> [Instruction]: Each record is to be printed again precisely as it reads.

Point annotation records
■ ■ ■ ■ ■ ■ ■

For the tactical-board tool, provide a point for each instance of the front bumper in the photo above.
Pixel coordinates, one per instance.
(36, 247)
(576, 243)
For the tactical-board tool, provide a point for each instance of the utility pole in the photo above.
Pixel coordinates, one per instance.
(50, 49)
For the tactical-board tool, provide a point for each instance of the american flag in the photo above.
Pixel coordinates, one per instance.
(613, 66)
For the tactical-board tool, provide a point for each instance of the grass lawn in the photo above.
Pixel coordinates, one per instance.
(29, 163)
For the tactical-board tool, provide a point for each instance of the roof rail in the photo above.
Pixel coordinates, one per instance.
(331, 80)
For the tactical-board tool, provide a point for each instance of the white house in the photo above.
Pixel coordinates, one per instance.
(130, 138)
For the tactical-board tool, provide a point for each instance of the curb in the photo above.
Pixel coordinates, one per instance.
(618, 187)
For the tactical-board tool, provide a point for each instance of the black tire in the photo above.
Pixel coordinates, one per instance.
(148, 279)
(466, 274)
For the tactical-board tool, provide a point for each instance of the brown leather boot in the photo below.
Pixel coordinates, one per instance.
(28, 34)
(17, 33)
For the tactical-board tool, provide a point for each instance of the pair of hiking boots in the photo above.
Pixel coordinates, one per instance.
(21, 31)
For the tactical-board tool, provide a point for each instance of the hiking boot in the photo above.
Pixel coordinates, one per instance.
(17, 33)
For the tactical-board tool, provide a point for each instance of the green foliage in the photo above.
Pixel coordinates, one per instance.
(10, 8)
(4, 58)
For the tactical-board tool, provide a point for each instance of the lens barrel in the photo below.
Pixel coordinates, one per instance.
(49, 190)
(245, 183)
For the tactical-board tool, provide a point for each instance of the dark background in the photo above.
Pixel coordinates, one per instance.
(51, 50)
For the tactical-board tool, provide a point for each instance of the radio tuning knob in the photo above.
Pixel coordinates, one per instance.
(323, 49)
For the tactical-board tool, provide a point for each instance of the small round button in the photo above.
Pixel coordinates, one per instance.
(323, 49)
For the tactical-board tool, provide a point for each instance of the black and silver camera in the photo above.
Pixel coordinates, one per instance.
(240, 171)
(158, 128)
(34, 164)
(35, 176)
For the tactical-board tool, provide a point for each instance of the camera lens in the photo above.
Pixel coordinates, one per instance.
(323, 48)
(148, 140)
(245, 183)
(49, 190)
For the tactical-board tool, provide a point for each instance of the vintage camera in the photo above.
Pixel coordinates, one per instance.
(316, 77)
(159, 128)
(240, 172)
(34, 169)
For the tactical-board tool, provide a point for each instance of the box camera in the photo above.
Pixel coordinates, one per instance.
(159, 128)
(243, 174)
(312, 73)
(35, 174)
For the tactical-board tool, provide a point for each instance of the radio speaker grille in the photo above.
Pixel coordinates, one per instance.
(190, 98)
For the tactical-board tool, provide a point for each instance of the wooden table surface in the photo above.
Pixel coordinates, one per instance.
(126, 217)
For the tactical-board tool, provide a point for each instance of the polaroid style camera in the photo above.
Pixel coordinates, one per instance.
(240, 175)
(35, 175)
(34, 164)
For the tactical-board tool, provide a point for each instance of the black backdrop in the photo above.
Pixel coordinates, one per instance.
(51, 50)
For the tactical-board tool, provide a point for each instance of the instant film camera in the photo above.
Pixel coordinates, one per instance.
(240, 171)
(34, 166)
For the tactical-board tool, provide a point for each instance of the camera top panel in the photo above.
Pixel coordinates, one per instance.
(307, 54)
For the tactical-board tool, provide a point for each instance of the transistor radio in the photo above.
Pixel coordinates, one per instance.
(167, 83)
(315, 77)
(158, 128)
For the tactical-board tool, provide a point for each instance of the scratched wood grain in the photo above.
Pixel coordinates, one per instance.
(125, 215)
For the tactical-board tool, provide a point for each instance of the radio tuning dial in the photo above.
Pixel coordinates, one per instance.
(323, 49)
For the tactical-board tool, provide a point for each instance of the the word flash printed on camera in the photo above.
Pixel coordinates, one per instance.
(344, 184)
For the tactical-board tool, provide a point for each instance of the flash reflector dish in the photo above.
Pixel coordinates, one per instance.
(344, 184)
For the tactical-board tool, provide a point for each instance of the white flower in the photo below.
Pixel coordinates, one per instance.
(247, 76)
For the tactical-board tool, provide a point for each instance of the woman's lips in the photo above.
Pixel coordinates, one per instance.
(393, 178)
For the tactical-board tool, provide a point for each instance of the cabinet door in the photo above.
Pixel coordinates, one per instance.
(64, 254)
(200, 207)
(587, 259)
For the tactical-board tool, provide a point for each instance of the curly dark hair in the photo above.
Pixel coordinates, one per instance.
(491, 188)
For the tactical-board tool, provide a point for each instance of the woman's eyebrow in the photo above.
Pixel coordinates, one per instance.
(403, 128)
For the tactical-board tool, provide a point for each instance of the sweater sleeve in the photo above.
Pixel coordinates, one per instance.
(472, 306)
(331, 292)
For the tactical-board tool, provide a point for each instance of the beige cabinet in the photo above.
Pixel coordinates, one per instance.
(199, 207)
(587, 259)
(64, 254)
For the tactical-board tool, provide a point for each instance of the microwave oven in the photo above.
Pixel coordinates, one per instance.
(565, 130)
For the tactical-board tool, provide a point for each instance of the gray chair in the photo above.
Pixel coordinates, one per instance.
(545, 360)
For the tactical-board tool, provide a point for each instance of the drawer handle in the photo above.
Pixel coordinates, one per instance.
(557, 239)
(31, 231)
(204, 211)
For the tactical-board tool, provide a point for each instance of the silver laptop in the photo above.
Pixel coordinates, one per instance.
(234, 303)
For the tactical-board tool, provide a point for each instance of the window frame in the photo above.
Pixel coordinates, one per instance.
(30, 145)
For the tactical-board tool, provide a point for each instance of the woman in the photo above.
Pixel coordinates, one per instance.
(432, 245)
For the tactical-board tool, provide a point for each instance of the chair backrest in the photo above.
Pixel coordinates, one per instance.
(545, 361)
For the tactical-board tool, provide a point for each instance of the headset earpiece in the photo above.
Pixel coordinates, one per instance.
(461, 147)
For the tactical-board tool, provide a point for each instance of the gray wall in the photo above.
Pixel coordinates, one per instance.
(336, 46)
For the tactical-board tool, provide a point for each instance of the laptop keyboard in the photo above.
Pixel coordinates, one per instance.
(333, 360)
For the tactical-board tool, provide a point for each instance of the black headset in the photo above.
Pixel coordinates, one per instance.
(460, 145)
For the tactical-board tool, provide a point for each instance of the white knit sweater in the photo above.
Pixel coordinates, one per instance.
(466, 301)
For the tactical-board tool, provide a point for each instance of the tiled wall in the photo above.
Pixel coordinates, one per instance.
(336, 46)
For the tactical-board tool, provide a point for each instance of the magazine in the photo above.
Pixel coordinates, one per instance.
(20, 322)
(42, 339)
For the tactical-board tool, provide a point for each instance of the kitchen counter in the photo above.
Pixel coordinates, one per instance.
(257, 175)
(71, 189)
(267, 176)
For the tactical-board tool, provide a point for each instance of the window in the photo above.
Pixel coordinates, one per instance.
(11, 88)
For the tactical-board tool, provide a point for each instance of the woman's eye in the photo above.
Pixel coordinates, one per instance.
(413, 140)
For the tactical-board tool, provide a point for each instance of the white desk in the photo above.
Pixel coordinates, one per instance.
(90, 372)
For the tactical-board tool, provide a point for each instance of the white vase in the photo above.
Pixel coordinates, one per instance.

■ ■ ■ ■ ■ ■ ■

> [Solution to the problem]:
For the tactical-board tool, provide a point for each instance of the front bumper in the photo above.
Pixel coordinates, one per instance.
(36, 247)
(576, 243)
For the tactical-board tool, provide a point for each instance of the utility pole in the photo above.
Pixel coordinates, one per instance.
(50, 49)
For the tactical-board tool, provide a point for each instance of the american flag in the photo above.
Pixel coordinates, one per instance.
(613, 66)
For the tactical-board tool, provide a point for each instance of the grass lawn in the photo above.
Pixel coordinates, one per instance.
(29, 163)
For the tactical-board tool, provide a point for each instance of the roof rail in the photo above.
Pixel coordinates, one per instance.
(331, 80)
For the tactical-board tool, provide a point for each instance of the white house in the photo above.
Pixel coordinates, one per instance.
(130, 138)
For the tactical-board tool, provide a point for each instance of the curb in the photo above.
Pixel coordinates, one per instance.
(618, 187)
For the tactical-board tool, provide a point for each instance of the black tire in the photo above.
Pixel coordinates, one per instance.
(148, 279)
(466, 274)
For the tactical-board tool, provide a point for each instance of the brown leather boot in the photo below.
Pixel coordinates, one per instance.
(28, 34)
(17, 33)
For the tactical-board tool, provide a point for each instance of the pair of hiking boots in the photo above.
Pixel coordinates, one per instance.
(21, 31)
For the tactical-board tool, provide a point for each instance of the hiking boot in the photo above.
Pixel coordinates, one per instance.
(17, 33)
For the tactical-board tool, provide a point for each instance of the green foliage in the photo above.
Pixel coordinates, one per instance.
(10, 8)
(4, 58)
For the tactical-board tool, provide a point for each instance of the lens barrel in the photo below.
Pixel coordinates, one per instance.
(49, 190)
(245, 183)
For the tactical-board tool, provide a point for each instance of the dark background in the photo above.
Pixel coordinates, one per instance.
(51, 50)
For the tactical-board tool, provide a point for each instance of the radio tuning knob in the photo above.
Pixel coordinates, one per instance.
(323, 49)
For the tactical-board tool, provide a point for each instance of the small round button in the photo above.
Pixel coordinates, one per instance.
(323, 49)
For the tactical-board tool, provide a point for each instance of the black and silver camera in the photo above.
Pixel coordinates, one per instance.
(240, 171)
(158, 128)
(34, 164)
(35, 176)
For the tactical-board tool, provide a point for each instance of the camera lens in the photo above.
Pixel coordinates, one per instance.
(323, 48)
(148, 140)
(245, 183)
(49, 190)
For the tactical-board tool, provide a point for each instance of the vintage camera in the photo above.
Pixel coordinates, one per instance.
(316, 77)
(159, 128)
(240, 172)
(34, 169)
For the tactical-board tool, provide a point for each instance of the box camera in the photo above.
Pixel coordinates, one per instance.
(159, 128)
(243, 174)
(312, 73)
(35, 174)
For the tactical-board tool, provide a point for each instance of the radio speaker grille in the photo above.
Pixel coordinates, one per instance.
(190, 98)
For the tactical-board tool, provide a point for each instance of the wooden table surface in the photo above.
Pixel coordinates, one per instance.
(126, 217)
For the tactical-board tool, provide a point for each instance of the polaroid style camera in the photo above.
Pixel coordinates, one per instance.
(240, 175)
(35, 175)
(34, 164)
For the tactical-board tool, provide a point for each instance of the black backdrop in the photo above.
Pixel coordinates, one per instance.
(51, 50)
For the tactical-board tool, provide a point for each instance of the instant film camera in the photo above.
Pixel coordinates, one per instance.
(240, 171)
(34, 166)
For the tactical-board tool, provide a point for each instance of the camera top panel in the photo above.
Pixel coordinates, one per instance.
(307, 54)
For the tactical-board tool, provide a point for each instance of the transistor radio in the photo above.
Pixel coordinates, one per instance.
(167, 83)
(315, 77)
(158, 128)
For the tactical-board tool, provide a point for each instance of the scratched wood grain in the photo above.
Pixel coordinates, one per instance.
(125, 215)
For the tactical-board tool, provide a point for each instance of the radio tuning dial in the photo above.
Pixel coordinates, one per instance.
(323, 49)
For the tactical-board tool, provide a point for each instance of the the word flash printed on camera in the photo above.
Pixel coordinates, one per instance.
(344, 184)
For the tactical-board tool, provide a point for each instance of the flash reflector dish in the photo above.
Pixel coordinates, one per instance.
(344, 184)
For the tactical-board tool, provide a point for each instance of the white flower in the photo below.
Pixel coordinates, one per instance.
(247, 76)
For the tactical-board tool, provide a point for each instance of the woman's lips in the photo above.
Pixel coordinates, one per instance.
(393, 178)
For the tactical-board tool, provide a point for each instance of the cabinet door in the photo above.
Pixel coordinates, one per instance.
(64, 254)
(200, 207)
(587, 259)
For the tactical-board tool, provide a point for each instance of the curly dark hair in the photo above.
Pixel coordinates, one per instance.
(491, 188)
For the tactical-board tool, provide a point for each instance of the woman's eyebrow in the photo above.
Pixel coordinates, one per instance.
(403, 128)
For the tactical-board tool, provide a point for each instance of the sweater sleeve in the photo above.
Pixel coordinates, one per instance.
(472, 306)
(331, 292)
For the tactical-board tool, provide a point for each instance of the beige cabinet in the photo above.
Pixel coordinates, one per instance.
(199, 207)
(587, 259)
(64, 254)
For the tactical-board tool, provide a point for each instance of the microwave oven in the photo above.
Pixel coordinates, one per instance.
(565, 130)
For the tactical-board tool, provide a point for each instance of the gray chair in the photo above.
Pixel coordinates, one per instance.
(545, 360)
For the tactical-board tool, provide a point for each instance of the drawer handle in the photo above.
Pixel coordinates, one per instance.
(557, 239)
(31, 231)
(204, 211)
For the tactical-board tool, provide a point for each instance of the silver laptop in the photo above.
Pixel coordinates, one per instance.
(234, 303)
For the tactical-board tool, provide a point for each instance of the window frame in the photo above.
Pixel coordinates, one per instance.
(30, 145)
For the tactical-board tool, provide a point for each instance of the woman in the photo above.
Pixel coordinates, one per instance.
(432, 245)
For the tactical-board tool, provide a point for each instance of the chair backrest in the photo above.
Pixel coordinates, one per instance.
(545, 361)
For the tactical-board tool, provide a point for each instance of the headset earpiece in the photo above.
Pixel coordinates, one per instance.
(461, 147)
For the tactical-board tool, provide a point for each instance of the gray wall in the photo above.
Pixel coordinates, one per instance.
(336, 46)
For the tactical-board tool, provide a point for each instance of the laptop keyboard in the photo above.
Pixel coordinates, one per instance.
(333, 360)
For the tactical-board tool, provide a point for each instance of the black headset in the photo above.
Pixel coordinates, one per instance.
(460, 145)
For the tactical-board tool, provide a point for each instance of the white knit sweater in the photo above.
Pixel coordinates, one per instance.
(466, 301)
For the tactical-board tool, provide a point for each instance of the tiled wall in the photo above.
Pixel coordinates, one per instance.
(336, 46)
For the tactical-board tool, provide a point for each instance of the magazine in the photo above.
Pixel coordinates, one per instance.
(20, 322)
(42, 339)
For the tactical-board tool, provide a point for each instance of the kitchen counter in the photo above.
Pixel coordinates, one per instance.
(257, 175)
(71, 189)
(267, 176)
For the tactical-board tool, provide a point for each instance of the window in the photo above.
Pixel coordinates, one per instance.
(11, 88)
For the tactical-board tool, provide a point for each instance of the woman's eye in the photo above.
Pixel coordinates, one per instance.
(413, 140)
For the tactical-board tool, provide a point for each instance of the white desk in the photo above.
Pixel coordinates, one per instance.
(90, 372)
For the tactical-board tool, provide a point for each instance of the white vase in the photo above.
Pixel coordinates, one per instance.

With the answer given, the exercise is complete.